═════ TEXT BLOCK

Group Membership Determinations
Pursuant to 49 CFR 26.63, if the MRCC has reason to question whether an individual is
a member of a group presumed to be socially disadvantaged, the MRCC will require the
individual to demonstrate, by a preponderance of the evidence, that he/she is a member
of such group. In making that determination, the MRCC will consider whether or not the
person has held himself/herself out to be a member of the group over a long period of
time prior to application for certification and whether the relevant community regards the
person as a member of the group.

The MRCC may require the applicant to produce appropriate documentation of group
membership. If the MRCC determines an individual claiming to be a member of a group
presumed disadvantaged is not a member of such group, the individual must
demonstrate social and economic disadvantage on an individual basis. The MRCC's
decision concerning membership in a designated group will be subject to the certification
appeal procedures.

Social Disadvantage
The MRCC will rebuttals presume that citizens of the United States (or lawfully admitted
permanent residents) who are women, Black Americans, Hispanic Americans, Native
Americans, Asian-Pacific Americans, Subcontinent Asian Americans, or other minorities
found disadvantaged by the Small Business Administration are socially disadvantaged
individuals. The definitions of those groups are set out in Appendix A, attached and
incorporated by reference.

Economic Disadvantage
Economically disadvantaged individuals are those who have been determined to have an
individual personal net worth below the $1.32 million cap set out in 49 CFR 26.67. The
MRCC requires submission of financial information from each individual claiming economic
disadvantage. The MRCC may attribute to any individual claiming disadvantaged status any
assets which that individual has transferred to an immediate family member or a trust, a
beneficiary of which is an immediate family member, for less than fair market value within the
prior 2 years of the application.

Pursuant to 49 CFR 26.67, the MRCC will require each individual owner of a firm applying to
participate as a DBE and whose ownership interest is relied upon for DBE certification to
submit a signed, notarized statement or affidavit that each presumptively disadvantaged
owner is, in fact, socially and economically disadvantaged.

Pursuant to 49 CFR 26.67, the MRCC will require each individual owner of a firm applying to
participate as a DBE and whose ownership interest is relied upon for DBE certification to
submit a signed, notarized Statement of Personal Net Worth with appropriate supporting
documentation that each presumptively disadvantaged owner is, in fact, economically
disadvantaged. In determining net worth, the MRCC will exclude an individual's ownership
interest in the applicant firm and the individual's equity in his/her primary residence (except
any portion of such equity that is attributable to excessive withdrawals from the applicant
firm).




                                              17
If an individual‟s Statement of Personal Net Worth shows the individual's personal net
worth to exceed $1.32 million, the individual's presumption of economic disadvantage
will be rebutted. The MRCC is not required to have a proceeding in order to rebut the
presumption of economic disadvantage.

══════════
═════ LISTING

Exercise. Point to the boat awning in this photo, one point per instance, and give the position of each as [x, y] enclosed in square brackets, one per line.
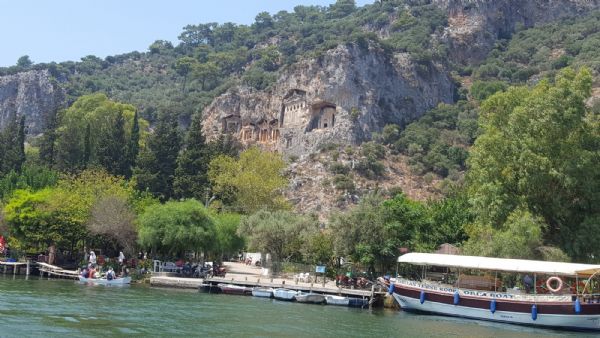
[500, 264]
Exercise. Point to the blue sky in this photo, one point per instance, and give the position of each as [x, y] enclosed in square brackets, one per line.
[62, 30]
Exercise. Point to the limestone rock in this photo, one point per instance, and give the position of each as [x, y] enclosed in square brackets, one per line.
[340, 97]
[31, 94]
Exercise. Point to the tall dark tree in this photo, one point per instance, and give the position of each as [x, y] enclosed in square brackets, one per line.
[87, 145]
[155, 170]
[112, 147]
[133, 147]
[192, 164]
[48, 140]
[20, 145]
[13, 140]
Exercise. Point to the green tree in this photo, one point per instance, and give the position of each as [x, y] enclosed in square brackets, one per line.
[539, 151]
[184, 66]
[155, 170]
[279, 233]
[112, 147]
[191, 175]
[176, 227]
[228, 239]
[133, 146]
[252, 182]
[73, 144]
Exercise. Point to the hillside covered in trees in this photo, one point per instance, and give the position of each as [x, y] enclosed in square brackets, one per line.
[508, 154]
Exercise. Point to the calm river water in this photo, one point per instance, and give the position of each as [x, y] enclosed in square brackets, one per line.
[40, 307]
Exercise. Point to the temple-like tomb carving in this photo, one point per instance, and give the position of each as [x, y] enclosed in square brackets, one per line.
[296, 113]
[230, 124]
[322, 116]
[294, 108]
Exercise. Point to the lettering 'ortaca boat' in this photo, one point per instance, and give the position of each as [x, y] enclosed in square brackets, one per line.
[540, 293]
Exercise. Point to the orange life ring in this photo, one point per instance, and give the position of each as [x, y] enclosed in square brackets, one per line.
[549, 284]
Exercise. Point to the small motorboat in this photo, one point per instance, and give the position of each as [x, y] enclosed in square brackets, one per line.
[104, 281]
[232, 289]
[262, 292]
[358, 302]
[337, 300]
[312, 298]
[285, 294]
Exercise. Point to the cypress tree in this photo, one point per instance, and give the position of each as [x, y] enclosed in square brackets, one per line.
[133, 146]
[156, 166]
[192, 164]
[87, 146]
[48, 140]
[112, 146]
[20, 145]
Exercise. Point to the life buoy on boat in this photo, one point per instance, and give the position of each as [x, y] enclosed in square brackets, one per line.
[549, 284]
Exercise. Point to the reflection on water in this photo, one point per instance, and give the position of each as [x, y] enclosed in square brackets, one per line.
[41, 307]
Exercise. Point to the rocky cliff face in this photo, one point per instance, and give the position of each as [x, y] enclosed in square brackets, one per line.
[474, 25]
[31, 94]
[341, 97]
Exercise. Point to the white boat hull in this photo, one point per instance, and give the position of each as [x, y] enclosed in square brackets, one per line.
[104, 281]
[337, 300]
[587, 322]
[262, 292]
[284, 294]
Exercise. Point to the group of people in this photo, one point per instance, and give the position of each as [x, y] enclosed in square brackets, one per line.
[92, 270]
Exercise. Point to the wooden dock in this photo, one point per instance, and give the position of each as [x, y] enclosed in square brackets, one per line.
[56, 271]
[16, 266]
[374, 295]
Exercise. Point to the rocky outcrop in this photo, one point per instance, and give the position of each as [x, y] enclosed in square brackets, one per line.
[341, 97]
[31, 94]
[475, 25]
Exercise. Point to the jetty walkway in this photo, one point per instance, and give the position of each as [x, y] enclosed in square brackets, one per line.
[243, 275]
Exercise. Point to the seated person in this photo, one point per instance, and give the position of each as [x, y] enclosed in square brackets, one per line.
[110, 275]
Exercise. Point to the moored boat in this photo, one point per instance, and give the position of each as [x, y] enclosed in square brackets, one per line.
[313, 298]
[232, 289]
[358, 302]
[337, 300]
[262, 292]
[104, 281]
[549, 302]
[285, 294]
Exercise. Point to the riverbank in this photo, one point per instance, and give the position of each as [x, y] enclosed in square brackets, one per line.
[244, 275]
[37, 307]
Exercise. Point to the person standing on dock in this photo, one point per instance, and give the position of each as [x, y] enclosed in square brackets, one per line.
[92, 257]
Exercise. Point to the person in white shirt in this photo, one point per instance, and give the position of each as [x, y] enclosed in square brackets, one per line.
[93, 257]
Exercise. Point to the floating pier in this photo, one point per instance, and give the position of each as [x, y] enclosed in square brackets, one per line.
[56, 271]
[374, 295]
[16, 266]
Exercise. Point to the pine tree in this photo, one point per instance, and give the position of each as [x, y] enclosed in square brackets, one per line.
[192, 164]
[156, 166]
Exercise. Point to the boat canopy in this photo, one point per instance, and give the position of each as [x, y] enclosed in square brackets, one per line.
[500, 264]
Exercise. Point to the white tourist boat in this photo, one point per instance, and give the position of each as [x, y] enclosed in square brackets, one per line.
[104, 281]
[285, 294]
[262, 292]
[310, 297]
[337, 300]
[551, 302]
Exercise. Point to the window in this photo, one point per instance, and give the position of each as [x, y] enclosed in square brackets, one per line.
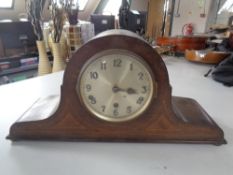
[82, 4]
[112, 7]
[6, 3]
[227, 6]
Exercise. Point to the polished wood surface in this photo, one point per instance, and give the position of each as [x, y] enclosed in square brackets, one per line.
[211, 57]
[168, 119]
[181, 43]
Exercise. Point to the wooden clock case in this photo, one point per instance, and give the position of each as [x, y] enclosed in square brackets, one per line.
[167, 119]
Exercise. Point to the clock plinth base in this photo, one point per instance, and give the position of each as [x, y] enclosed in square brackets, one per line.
[191, 125]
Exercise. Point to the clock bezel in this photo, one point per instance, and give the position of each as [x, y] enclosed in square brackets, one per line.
[138, 113]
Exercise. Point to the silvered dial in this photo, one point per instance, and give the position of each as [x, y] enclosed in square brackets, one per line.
[115, 86]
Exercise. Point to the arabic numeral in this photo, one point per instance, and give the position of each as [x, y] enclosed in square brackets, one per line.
[117, 63]
[140, 100]
[144, 89]
[129, 109]
[140, 75]
[88, 87]
[103, 108]
[92, 99]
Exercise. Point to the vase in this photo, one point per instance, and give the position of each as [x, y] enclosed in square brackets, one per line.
[58, 61]
[74, 38]
[44, 66]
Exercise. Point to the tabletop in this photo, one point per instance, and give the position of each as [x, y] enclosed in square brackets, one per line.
[44, 157]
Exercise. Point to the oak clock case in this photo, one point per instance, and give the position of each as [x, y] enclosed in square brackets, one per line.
[93, 103]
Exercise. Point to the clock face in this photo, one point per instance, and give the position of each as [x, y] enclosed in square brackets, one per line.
[116, 85]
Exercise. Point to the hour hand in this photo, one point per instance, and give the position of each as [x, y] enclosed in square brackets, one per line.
[131, 91]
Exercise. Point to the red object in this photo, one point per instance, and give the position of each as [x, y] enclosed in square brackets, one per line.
[181, 43]
[187, 29]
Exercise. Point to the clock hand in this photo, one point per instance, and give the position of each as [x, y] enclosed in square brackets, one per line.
[116, 89]
[131, 91]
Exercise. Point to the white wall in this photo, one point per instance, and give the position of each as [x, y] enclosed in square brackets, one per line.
[140, 5]
[190, 11]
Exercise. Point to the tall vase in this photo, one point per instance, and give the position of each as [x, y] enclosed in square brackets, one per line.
[44, 66]
[58, 61]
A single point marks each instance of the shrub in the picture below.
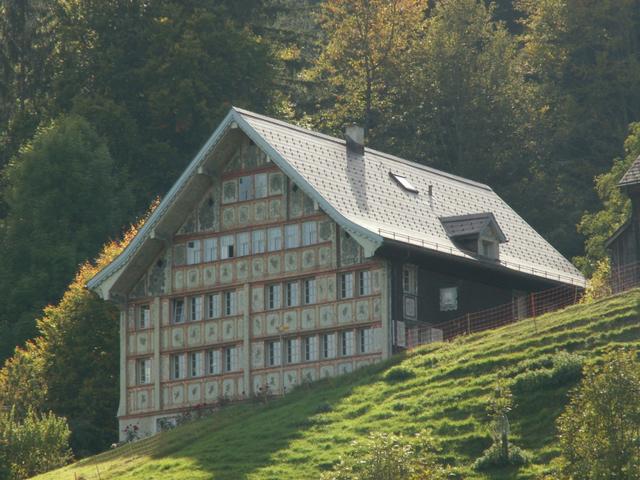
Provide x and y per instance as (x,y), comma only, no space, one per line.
(33,445)
(494,458)
(399,374)
(389,457)
(600,427)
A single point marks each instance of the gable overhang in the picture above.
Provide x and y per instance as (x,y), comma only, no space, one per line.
(115,280)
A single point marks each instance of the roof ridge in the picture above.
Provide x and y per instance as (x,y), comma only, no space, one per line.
(389,156)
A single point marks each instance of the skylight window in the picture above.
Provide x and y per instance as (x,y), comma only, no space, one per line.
(404,182)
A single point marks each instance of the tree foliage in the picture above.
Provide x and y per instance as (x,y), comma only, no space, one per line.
(600,427)
(33,444)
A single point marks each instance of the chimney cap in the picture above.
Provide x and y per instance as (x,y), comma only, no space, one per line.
(354,136)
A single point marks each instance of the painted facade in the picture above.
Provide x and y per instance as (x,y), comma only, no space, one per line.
(258,289)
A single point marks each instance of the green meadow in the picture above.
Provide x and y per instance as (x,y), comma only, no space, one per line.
(442,388)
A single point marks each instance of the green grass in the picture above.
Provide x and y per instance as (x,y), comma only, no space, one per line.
(440,387)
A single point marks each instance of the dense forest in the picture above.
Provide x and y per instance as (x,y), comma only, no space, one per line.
(104,102)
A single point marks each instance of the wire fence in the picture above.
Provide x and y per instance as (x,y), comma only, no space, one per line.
(525,306)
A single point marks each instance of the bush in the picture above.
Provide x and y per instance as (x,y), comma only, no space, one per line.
(600,427)
(565,368)
(399,374)
(34,445)
(493,458)
(389,457)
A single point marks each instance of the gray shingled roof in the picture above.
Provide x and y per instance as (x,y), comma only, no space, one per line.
(358,193)
(473,224)
(631,176)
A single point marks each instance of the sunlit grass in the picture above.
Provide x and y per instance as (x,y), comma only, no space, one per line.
(305,433)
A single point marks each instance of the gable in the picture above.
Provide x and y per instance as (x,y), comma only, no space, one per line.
(357,192)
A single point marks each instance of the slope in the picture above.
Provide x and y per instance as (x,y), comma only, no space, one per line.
(440,387)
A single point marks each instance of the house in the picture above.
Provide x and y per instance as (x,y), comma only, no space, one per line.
(624,244)
(282,255)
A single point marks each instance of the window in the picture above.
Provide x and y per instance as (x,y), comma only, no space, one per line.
(258,241)
(275,239)
(261,185)
(274,353)
(403,182)
(347,344)
(328,345)
(243,244)
(292,294)
(409,280)
(230,303)
(210,249)
(309,233)
(195,309)
(143,371)
(364,282)
(245,188)
(230,359)
(178,310)
(213,362)
(177,366)
(310,352)
(214,306)
(291,236)
(273,296)
(195,364)
(144,316)
(226,247)
(366,340)
(346,285)
(448,299)
(193,252)
(292,346)
(309,291)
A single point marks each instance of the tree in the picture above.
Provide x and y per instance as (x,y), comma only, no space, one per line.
(584,59)
(366,43)
(600,427)
(72,366)
(32,445)
(597,227)
(383,456)
(65,198)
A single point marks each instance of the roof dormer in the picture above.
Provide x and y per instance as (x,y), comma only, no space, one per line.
(478,234)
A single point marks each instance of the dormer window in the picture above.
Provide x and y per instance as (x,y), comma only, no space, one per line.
(478,234)
(403,182)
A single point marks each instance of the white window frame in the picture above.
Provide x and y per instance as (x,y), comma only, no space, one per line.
(274,296)
(346,285)
(310,291)
(292,298)
(210,249)
(193,252)
(292,236)
(261,185)
(243,244)
(259,241)
(364,282)
(178,310)
(227,247)
(143,371)
(214,364)
(214,309)
(144,316)
(195,308)
(309,233)
(275,239)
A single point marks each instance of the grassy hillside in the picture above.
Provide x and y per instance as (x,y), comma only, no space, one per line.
(299,436)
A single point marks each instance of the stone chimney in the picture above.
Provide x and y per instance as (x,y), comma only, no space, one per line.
(354,135)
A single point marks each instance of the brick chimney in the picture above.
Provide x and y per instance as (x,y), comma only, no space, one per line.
(354,135)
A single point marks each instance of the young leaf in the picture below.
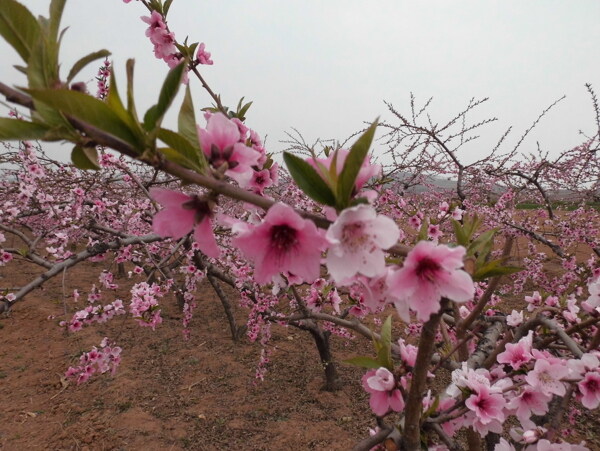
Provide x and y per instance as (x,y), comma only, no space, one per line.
(189,155)
(186,121)
(364,362)
(459,231)
(56,10)
(19,130)
(82,62)
(113,100)
(85,158)
(308,180)
(18,27)
(352,165)
(87,109)
(130,100)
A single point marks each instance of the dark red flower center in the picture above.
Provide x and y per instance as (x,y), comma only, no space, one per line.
(427,269)
(200,206)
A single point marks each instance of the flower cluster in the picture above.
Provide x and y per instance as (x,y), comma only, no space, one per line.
(98,360)
(144,305)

══════════

* SET OF TASKS
1) In the text on DBE certification, which two things does the MRCC exclude when determining an individual's net worth?
2) Please carry the text on DBE certification forward from its final sentence.

* TASK RESPONSES
1) The individual's ownership interest in the applicant firm and the individual's equity in his/her primary residence, except any portion of that equity attributable to excessive withdrawals from the applicant firm.

2)
If the MRCC has a reasonable basis to believe that an individual who is a member of
one of the designated groups is not, in fact, socially and/or economically disadvantaged
the MRCC may, at any time, start a proceeding to determine whether the presumption
should be regarded as rebutted with respect to that individual. The MRCC must follow
the procedures set forth in 49 CFR 26.87. The MRCC may require the individual to
produce additional information relevant to the determination of his/her disadvantage.

When an individual's presumption of social and/or economic disadvantage has been
rebutted, his/her ownership and control of the firm cannot be used for purposes of DBE
eligibility unless, and until, he/she makes an individual showing of social and/or economic
disadvantage. If the basis for rebutting the presumption is a determination that the individual's
personal net worth exceeds $1.32 million, the individual is no longer eligible for participation
in the DBE Program and cannot regain eligibility by making an individual showing of
disadvantage.

Individual Determinations of Social and/or Economic Disadvantage
Pursuant to 49 CFR 26.67, firms owned and controlled by individuals who are not presumed
to be socially and economically disadvantaged (including individuals whose presumed
disadvantage has been rebutted) may be certified by the MRCC on a case-by-case basis.
The MRCC will determine whether each individual whose ownership and control are relied
upon for DBE certification is socially and economically disadvantaged. In such a proceeding,
the applicant firm must demonstrate, by a preponderance of the evidence, that each of the
individuals who own and control it is socially and economically disadvantaged. An individual
whose personal net worth exceeds $1.32 million will not be determined to be economically
disadvantaged. The MRCC will use guidance in Appendix E of 49 CFR Part 26.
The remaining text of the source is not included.